▶ **REQUIRED WORK**
Search term "query": please copy every line of the records below that contains it.

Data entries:
====

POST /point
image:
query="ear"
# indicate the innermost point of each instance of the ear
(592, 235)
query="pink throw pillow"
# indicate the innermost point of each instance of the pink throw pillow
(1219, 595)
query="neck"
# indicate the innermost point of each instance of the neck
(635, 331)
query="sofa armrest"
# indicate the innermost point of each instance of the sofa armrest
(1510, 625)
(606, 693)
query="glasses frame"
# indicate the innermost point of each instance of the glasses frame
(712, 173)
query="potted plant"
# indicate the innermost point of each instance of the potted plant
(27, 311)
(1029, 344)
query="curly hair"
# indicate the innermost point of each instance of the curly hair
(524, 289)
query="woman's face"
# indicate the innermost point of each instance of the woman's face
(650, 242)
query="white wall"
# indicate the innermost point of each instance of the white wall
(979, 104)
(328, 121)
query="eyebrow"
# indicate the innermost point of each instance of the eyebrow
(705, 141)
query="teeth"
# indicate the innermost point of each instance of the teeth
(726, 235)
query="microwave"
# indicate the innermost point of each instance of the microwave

====

▶ **PROBLEM SOLUTION**
query="ear"
query="pink throw pillow"
query="neck"
query="sofa armrest"
query="glasses frame"
query="potted plant"
query="curly hair"
query="woman's face"
query="white wall"
query="eyebrow"
query="teeth"
query="microwave"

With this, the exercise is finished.